## [Problem to work on]
Return every line of the material below unchanged, from the first entry to the last.

── Given entries

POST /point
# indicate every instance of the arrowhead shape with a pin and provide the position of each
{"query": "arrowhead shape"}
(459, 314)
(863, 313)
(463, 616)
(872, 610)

────

## [Correct response]
POST /point
# indicate every instance of the arrowhead shape with a pin and provide the position of each
{"query": "arrowhead shape"}
(459, 314)
(863, 313)
(463, 616)
(872, 610)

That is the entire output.